(Given information begins)

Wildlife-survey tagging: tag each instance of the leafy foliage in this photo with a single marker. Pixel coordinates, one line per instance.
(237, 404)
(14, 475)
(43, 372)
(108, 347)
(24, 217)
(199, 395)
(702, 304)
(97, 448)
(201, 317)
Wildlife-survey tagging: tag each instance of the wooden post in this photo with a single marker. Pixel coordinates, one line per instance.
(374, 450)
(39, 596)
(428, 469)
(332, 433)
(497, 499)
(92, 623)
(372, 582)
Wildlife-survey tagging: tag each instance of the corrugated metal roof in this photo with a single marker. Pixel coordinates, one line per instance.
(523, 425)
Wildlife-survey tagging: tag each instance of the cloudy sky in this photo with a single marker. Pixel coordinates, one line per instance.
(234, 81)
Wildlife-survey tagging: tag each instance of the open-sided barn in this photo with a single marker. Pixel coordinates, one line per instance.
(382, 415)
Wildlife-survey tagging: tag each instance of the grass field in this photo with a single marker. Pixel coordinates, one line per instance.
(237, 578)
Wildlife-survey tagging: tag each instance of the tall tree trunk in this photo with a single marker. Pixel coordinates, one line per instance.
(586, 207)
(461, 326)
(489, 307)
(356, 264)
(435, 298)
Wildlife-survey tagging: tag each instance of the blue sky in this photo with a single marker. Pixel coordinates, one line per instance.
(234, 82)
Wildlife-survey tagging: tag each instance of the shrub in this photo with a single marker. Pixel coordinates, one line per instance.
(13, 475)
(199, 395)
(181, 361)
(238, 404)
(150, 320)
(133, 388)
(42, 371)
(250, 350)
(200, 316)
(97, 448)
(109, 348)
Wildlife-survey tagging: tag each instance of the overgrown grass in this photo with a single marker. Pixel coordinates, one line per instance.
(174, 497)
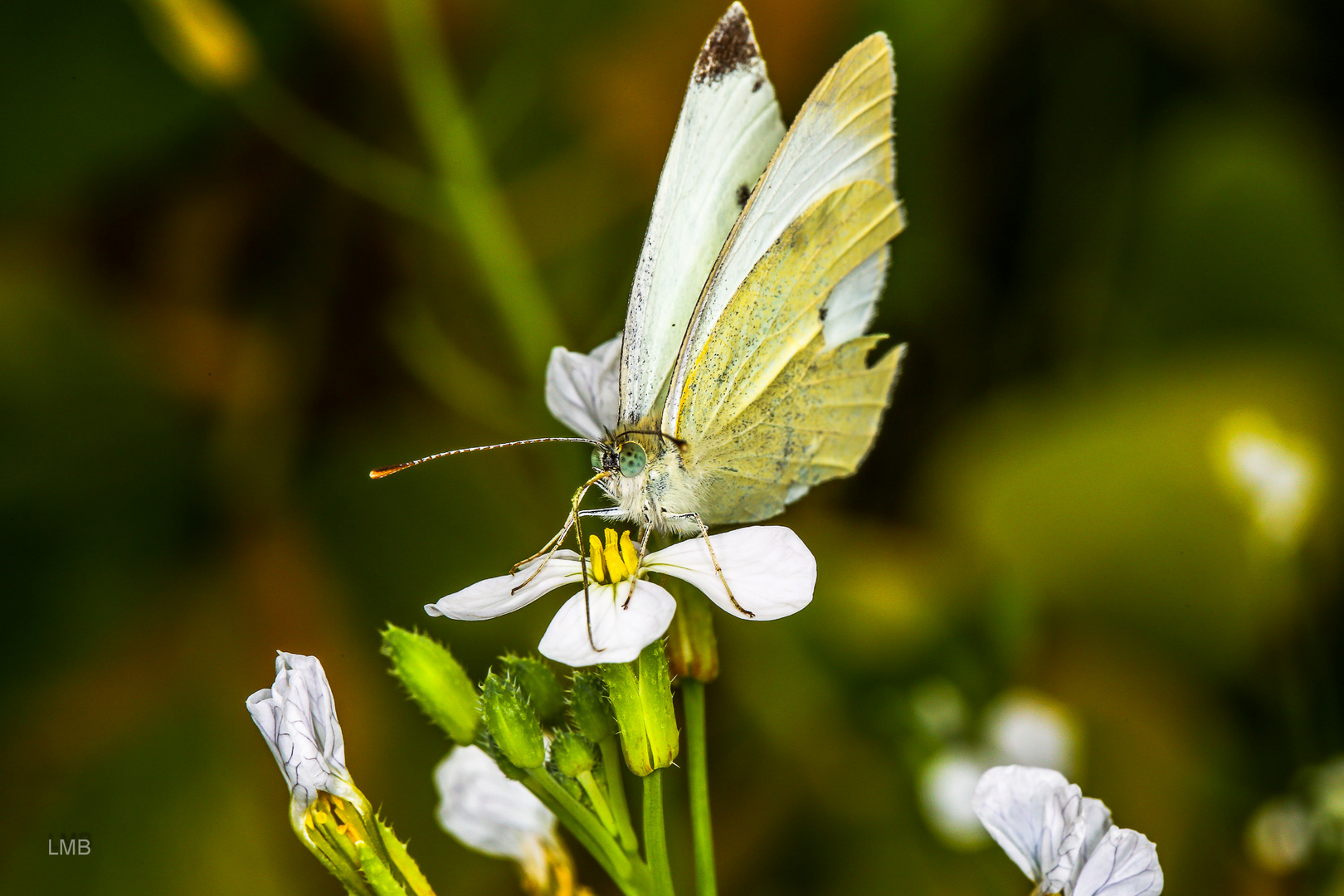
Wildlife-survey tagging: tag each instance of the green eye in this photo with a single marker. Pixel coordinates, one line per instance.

(Given information ends)
(Given information begins)

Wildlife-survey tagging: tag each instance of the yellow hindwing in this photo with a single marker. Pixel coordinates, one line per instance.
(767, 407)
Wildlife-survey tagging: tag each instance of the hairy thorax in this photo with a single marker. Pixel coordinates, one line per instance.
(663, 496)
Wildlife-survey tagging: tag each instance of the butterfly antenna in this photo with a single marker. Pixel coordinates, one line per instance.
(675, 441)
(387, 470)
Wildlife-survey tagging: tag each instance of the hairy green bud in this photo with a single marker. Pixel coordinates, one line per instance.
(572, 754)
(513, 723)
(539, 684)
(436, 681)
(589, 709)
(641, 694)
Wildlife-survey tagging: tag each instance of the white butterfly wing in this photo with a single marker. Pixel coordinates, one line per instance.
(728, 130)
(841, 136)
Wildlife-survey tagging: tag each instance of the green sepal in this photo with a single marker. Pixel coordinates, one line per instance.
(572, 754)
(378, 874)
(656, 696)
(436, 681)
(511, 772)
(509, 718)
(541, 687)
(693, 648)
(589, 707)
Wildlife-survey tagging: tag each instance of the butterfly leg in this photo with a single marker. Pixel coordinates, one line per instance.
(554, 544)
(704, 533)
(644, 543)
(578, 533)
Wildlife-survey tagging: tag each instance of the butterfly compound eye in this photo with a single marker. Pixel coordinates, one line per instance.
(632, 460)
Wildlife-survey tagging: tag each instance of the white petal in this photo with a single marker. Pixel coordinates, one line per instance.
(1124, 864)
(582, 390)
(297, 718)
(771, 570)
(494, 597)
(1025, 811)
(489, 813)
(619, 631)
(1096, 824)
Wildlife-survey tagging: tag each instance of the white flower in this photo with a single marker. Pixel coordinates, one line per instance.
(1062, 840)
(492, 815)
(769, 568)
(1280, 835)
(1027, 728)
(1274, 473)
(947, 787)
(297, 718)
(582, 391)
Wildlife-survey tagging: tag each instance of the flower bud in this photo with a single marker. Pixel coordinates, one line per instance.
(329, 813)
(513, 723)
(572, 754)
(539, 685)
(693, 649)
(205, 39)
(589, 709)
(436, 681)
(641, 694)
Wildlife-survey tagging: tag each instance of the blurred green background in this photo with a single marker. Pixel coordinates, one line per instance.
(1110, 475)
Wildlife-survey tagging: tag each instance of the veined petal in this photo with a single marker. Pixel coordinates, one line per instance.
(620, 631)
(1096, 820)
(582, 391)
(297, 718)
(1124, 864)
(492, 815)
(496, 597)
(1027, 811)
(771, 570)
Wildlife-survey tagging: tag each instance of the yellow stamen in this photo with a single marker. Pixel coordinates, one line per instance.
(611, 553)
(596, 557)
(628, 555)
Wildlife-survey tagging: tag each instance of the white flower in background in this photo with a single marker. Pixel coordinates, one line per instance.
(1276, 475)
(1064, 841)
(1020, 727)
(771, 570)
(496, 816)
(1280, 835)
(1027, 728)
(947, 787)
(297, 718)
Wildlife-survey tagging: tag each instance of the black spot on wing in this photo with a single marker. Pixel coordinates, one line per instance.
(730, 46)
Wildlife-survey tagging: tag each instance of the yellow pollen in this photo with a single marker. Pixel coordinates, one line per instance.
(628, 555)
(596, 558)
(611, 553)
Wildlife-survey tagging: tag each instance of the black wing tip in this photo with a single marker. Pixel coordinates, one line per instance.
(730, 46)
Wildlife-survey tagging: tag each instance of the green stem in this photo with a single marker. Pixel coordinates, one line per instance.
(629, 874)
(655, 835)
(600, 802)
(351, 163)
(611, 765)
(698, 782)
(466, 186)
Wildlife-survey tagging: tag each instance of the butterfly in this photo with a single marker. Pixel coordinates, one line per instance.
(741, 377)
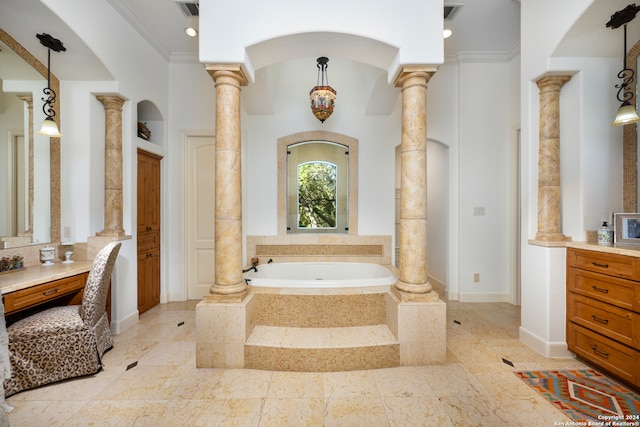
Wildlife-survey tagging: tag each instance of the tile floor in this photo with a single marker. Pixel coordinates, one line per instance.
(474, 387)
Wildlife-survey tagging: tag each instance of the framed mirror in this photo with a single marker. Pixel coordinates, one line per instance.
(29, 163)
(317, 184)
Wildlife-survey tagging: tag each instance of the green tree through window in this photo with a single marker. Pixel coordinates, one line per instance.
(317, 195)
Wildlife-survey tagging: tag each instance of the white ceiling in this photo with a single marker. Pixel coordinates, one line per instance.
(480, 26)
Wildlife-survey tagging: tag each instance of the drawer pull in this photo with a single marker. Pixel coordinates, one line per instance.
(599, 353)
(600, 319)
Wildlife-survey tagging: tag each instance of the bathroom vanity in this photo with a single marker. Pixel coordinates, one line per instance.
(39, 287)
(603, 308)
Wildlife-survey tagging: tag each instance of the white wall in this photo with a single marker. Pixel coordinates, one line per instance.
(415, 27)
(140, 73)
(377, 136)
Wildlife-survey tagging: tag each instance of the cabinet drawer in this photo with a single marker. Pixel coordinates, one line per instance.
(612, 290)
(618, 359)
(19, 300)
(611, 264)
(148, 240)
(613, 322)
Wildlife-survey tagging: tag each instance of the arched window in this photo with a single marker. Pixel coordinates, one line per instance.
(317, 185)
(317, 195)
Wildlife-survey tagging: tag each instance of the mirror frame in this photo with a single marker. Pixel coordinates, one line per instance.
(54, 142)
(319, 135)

(Given information ends)

## Your goal
In the data above, find the line with "Wildlife-survey tagging: tag each instance of the grass" and the line with "Wildlife-survey tagging: tag each instance of the green eye". Please copy exactly those two lines and every line between them, but not the pictures.

## Written response
Wildlife-survey tagging: tag each instance of the grass field in this photo with a single marker. Pixel coordinates, one line per instance.
(237, 578)
Wildlife-survey tagging: tag each instance of the tall tree trunk in this photo with a single marker. Pixel coordinates, one line per instance.
(586, 207)
(461, 326)
(489, 307)
(356, 264)
(435, 298)
Wildlife-survey tagging: tag each instance of the blue sky in this photo with a single marker. Pixel coordinates, one line per instance.
(234, 82)
Wildlife-survey tagging: tag each instance of the shrub in this photo with a single marker. Pixel coordinates, one line per instance.
(13, 475)
(199, 395)
(181, 361)
(238, 404)
(150, 320)
(133, 388)
(42, 371)
(250, 350)
(200, 316)
(97, 448)
(109, 348)
Wildlife-survey tagging: tag each instance of the overgrown grass in this photo with a single marker. Pixel coordinates, one line per instance.
(174, 497)
Wildlife-survey tagging: tag each instance of the green eye in this photo with a single marker. Pixel coordinates, one line per instance.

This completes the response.